>> START Page extract
Changes like these happen on a very large time scale, generally seeded by people who actually make sacrifices along the way. In particular, they don't subvert the laws to get (or distribute) what they think is right; in terms of albums, we simply don't purchase anything at all, or we buy the occasional non-DRM-laden CDs, at inflated prices, and still keep fighting the good fight. A law-abiding voice carries much farther than any thief's voice. People like the open letter writer above only serve to lump us all into some amorphous mass of rebels with rich-kid attitudes, subverting any chance we have to reasonably push any changes through mainstream channels.
Burning a CD of songs for my friends is fucking fair use to me.
Think about that for a minute. You've got such a convenient way to rationalize this:
but that is usually stuff that they wouldn't have bought anyway.
>> END Page extract
>> START Given information
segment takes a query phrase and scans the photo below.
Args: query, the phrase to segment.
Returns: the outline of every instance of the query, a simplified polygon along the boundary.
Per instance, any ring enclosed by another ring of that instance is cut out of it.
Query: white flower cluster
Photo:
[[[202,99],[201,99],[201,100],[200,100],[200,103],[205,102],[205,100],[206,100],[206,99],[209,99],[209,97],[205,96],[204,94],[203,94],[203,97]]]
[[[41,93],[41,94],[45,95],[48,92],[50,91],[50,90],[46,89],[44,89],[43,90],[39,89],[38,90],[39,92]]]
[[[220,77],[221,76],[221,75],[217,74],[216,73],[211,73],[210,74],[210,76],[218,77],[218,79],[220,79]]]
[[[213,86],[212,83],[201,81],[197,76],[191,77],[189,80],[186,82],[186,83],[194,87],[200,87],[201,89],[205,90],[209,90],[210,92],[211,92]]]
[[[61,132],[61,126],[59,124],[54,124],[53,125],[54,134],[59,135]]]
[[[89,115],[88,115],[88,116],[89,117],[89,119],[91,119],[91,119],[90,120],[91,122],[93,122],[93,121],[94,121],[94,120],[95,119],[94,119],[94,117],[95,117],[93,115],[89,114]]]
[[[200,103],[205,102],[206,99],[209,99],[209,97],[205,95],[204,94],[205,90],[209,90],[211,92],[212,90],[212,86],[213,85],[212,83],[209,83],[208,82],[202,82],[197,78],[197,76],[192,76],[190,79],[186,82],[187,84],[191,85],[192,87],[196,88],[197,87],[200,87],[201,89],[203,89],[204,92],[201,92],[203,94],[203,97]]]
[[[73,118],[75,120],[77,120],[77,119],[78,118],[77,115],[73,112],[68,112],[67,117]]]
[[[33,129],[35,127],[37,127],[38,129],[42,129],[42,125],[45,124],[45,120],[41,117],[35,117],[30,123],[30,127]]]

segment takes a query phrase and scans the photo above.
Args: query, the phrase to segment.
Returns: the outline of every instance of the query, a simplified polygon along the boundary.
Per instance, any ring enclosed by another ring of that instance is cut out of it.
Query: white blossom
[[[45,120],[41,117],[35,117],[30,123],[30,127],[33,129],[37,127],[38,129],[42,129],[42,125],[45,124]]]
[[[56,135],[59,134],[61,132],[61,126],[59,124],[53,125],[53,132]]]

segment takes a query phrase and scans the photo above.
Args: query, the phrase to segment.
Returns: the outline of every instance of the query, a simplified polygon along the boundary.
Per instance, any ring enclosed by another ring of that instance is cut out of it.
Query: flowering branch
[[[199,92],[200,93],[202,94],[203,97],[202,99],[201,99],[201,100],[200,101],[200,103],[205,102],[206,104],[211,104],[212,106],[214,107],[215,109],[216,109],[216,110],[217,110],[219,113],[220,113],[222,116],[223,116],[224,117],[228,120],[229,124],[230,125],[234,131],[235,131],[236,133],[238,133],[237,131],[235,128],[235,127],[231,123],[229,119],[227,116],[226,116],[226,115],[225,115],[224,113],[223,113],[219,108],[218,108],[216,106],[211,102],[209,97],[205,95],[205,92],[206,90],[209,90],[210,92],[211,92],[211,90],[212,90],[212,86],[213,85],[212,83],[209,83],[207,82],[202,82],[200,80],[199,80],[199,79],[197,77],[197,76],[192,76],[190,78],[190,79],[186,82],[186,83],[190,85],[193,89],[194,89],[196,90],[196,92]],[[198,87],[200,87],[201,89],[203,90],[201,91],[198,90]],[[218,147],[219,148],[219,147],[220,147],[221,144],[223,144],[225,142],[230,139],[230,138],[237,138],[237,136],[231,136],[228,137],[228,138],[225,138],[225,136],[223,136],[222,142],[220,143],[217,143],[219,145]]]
>> END Given information
▸ Problem requirements
Reproduce the full text on copying music and fair use, word for word. Work only from the text on copying music and fair use.

▸ Complete output
Changes like these happen on a very large time scale, generally seeded by people who actually make sacrifices along the way. In particular, they don't subvert the laws to get (or distribute) what they think is right; in terms of albums, we simply don't purchase anything at all, or we buy the occasional non-DRM-laden CDs, at inflated prices, and still keep fighting the good fight. A law-abiding voice carries much farther than any thief's voice. People like the open letter writer above only serve to lump us all into some amorphous mass of rebels with rich-kid attitudes, subverting any chance we have to reasonably push any changes through mainstream channels.
Burning a CD of songs for my friends is fucking fair use to me.
Think about that for a minute. You've got such a convenient way to rationalize this:
but that is usually stuff that they wouldn't have bought anyway.